- [WHAT IS EXPECTED] Pick up the write-up on simulating the 2019 Rugby World Cup in R and continue it from its final sentence.

# start of READING PASSAGE

Simulating the Rugby World Cup 2019 Japan in R

I really like running simulation models before sporting events because they can give you a much greater depth of understanding of team performance compared to the ‘raw’ odds that you might get from the media or bookmakers, or the often varied opinions of different sports pundits.

Yes, Ireland usually get knocked out in the Quarter Finals, and this is what many people are saying is most likely to happen again this year – but does the data show this? Pool C is the ‘pool of death’, right? With England, France and Argentina vying for qualification in the top two spots. Or, does Pool D hold that title, with Wales, Australia and Fiji battling it out? Oh, and we know Italy is having a tough time right now, but if we could have 10,000 world cups, would they win it even once?

That’s where a simulation can provide a lot of extra oompf for a little extra effort.  If we can take the ‘raw’ odds but then add in some volatility then we can understand the distribution of outcomes.

That being said, with the Rugby World Cup 2019 officially starting in just over two weeks on 20 September, I thought I’d best run a simulation model.  The model is relatively simple, but nevertheless I hope it can provide some insight into both the tournament and also more generally how to simulate a sporting competition!

Venues of the RWC 2019 Japan
Structure of the tournament. Source: RWC2019

Rating Data – How good is a team?  Given that, how likely is team A to beat team B?

I used two different data sources:

World Rugby, the global governing body of rugby union, publishes official world rankings weekly. These have some shortcomings, although they’re widely followed by the media and have been around for many years.

# end of READING PASSAGE
# start of PROVIDED RECORDS

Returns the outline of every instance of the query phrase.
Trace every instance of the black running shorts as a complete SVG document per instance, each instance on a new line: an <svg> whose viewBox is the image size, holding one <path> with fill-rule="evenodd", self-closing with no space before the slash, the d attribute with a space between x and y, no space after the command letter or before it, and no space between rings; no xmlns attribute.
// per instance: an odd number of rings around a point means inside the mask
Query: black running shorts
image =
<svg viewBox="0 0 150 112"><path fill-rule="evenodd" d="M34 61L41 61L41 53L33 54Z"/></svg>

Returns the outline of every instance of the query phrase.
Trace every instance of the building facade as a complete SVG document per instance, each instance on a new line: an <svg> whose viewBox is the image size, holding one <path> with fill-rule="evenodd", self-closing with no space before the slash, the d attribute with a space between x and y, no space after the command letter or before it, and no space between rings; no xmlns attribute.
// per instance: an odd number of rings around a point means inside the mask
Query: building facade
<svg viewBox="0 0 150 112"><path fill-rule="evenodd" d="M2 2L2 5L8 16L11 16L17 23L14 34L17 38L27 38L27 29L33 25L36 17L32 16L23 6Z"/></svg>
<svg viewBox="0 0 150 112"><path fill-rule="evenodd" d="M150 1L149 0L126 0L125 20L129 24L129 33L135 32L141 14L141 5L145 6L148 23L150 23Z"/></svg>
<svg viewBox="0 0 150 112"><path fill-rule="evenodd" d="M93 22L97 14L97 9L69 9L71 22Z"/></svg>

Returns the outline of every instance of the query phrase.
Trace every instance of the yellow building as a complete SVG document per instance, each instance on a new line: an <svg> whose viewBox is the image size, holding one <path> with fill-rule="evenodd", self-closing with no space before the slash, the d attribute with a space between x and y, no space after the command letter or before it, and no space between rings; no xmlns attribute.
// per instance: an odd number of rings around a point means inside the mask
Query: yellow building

# end of PROVIDED RECORDS

- [FINAL ANSWER]
Rugby Pass, a rugby broadcaster from New Zealand, publishes its Rugby Pass Index. It’s a bit of a black-box as they don’t publish their methodology, and it has only been around for a year, but they claim to use machine learning and it appears to work at player-granularity.

When plotted for each team, there is a fairly linear relationship between the two ratings systems, although the World Rugby rankings make a smaller gap between the lower and the higher teams.

I could write another post comparing the two ratings systems, but in a nutshell I believe Rugby Pass Index more accurately represents the current form of teams, although it doesn’t track the lower tier nations so well which the World Rugby rankings cover.

A source of recent volatility in the ratings has been the summer friendly matches, which are counted as full fixtures by both systems, although which may have been regarded by some teams as experimental/warm-up matches.

So I decided to take a consensus, using the mean of both ratings for each team, for before and after the summer friendly matches. To allow pathways for teams with performance improvement/drop between now and tournament start, a rand(-5,5) adjustment was made to each rating per simulation. Finally, Japan was given a 1.5pt home advantage adjustment as host.

The favourite team doesn’t always win – how much leeway for luck is there? We need a Distribution for Points Scored in a Rugby Match.

For those less familiar with rugby, these are examples of scorelines, from RWC 2015.

In a game like soccer, you get a lot of draws because goals don’t happen very often, at least compared to rugby where it’s not unusual to see 60pts or more scored per team.  What does a distribution of points look like?

If we can define this then combined with the ‘raw’ probability of winning we can take random samples of it during multiple simulations to understand the distribution and volatility of outcomes.

For the general probability distribution of occurrence of tries scored, conversions given a try has been scored, and penalties scored, I have recycled a distribution I calculated previously based on a season of the European club Pro 14 competition. Perhaps in another post I will look at how this compares to the distribution in international/RWC matches but for an initial model this is sufficient.

Now that we have the probability of winning, and can randomly sample from the distribution of points scored, we can build our Monte Carlo model!

For each match simulation, a random sample of the probability distribution on tries, conversions, and tries scored was taken and essentially multiplied by the probability of winning for each team. For each tournament simulation, the results were recorded and the tournament was simulated again, until we got 10,000 simulated tournament results.

Finally, let’s look at some results – the pool stages.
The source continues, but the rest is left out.